* **DOCUMENT SECTION**:
Key Takeaways

  • Old Model (Perimeter): "Inside = Good, Outside = Bad." Once you VPN into the office network, you are trusted. This led to massive hacks (like Target) where hackers moved laterally.
  • New Model (Zero Trust): "Inside = Untrusted, Outside = Untrusted." Every time you access a file, even if you are the CEO in the HQ, you must authenticate again (MFA).
  • Micro-segmentation: The network is chop ped into tiny pieces. The printer cannot talk to the database. The receptionist cannot access the server room.

Google pioneered this with "BeyondCorp" after they were hacked by China in 2009. Now, the US Government mandates Zero Trust for all agencies.

Principles of Zero Trust

1. Verify Explicitly

Use all available data points: Identity, Device Health, Location, and Time. "Is this really John? Is his laptop patched? Is he logging in from an unusual country?"

* **RAW DATA**:
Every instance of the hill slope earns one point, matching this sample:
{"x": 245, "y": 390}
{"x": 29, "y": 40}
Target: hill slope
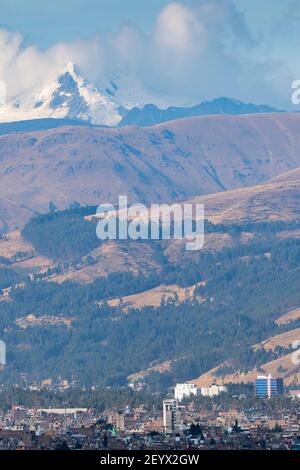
{"x": 168, "y": 162}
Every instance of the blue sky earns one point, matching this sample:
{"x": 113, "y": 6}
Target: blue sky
{"x": 46, "y": 22}
{"x": 190, "y": 49}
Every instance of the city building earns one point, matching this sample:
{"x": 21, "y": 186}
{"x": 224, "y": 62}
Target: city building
{"x": 268, "y": 386}
{"x": 171, "y": 415}
{"x": 213, "y": 390}
{"x": 185, "y": 390}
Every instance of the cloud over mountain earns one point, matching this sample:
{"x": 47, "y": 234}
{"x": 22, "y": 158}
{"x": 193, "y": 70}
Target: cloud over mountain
{"x": 197, "y": 50}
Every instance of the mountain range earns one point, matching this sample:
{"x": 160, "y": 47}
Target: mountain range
{"x": 70, "y": 96}
{"x": 190, "y": 157}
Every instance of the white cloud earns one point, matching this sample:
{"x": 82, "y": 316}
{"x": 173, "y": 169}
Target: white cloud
{"x": 197, "y": 50}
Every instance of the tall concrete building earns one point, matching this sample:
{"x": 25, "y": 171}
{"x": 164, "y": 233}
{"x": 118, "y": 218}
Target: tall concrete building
{"x": 268, "y": 386}
{"x": 185, "y": 390}
{"x": 171, "y": 415}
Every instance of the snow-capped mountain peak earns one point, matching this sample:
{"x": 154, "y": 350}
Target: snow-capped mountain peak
{"x": 69, "y": 96}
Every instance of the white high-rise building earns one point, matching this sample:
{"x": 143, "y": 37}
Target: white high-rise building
{"x": 185, "y": 390}
{"x": 171, "y": 415}
{"x": 213, "y": 390}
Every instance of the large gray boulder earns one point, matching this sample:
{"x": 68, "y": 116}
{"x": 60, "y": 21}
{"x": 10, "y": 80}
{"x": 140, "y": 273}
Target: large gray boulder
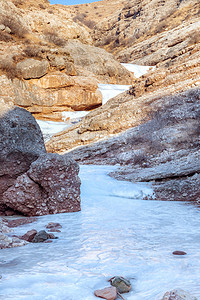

* **SHORT PROBLEM A**: Print the passage of the Zero Trust text from "Key Takeaways" to "for all agencies.".
* **SHORT PROBLEM B**: According to the Zero Trust text, what was the name of the approach Google pioneered?
Use only the Zero Trust text to answer, not the items.

* **FULL ANSWER A**:
Key Takeaways

  • Old Model (Perimeter): "Inside = Good, Outside = Bad." Once you VPN into the office network, you are trusted. This led to massive hacks (like Target) where hackers moved laterally.
  • New Model (Zero Trust): "Inside = Untrusted, Outside = Untrusted." Every time you access a file, even if you are the CEO in the HQ, you must authenticate again (MFA).
  • Micro-segmentation: The network is chop ped into tiny pieces. The printer cannot talk to the database. The receptionist cannot access the server room.

Google pioneered this with "BeyondCorp" after they were hacked by China in 2009. Now, the US Government mandates Zero Trust for all agencies.

* **FULL ANSWER B**: BeyondCorp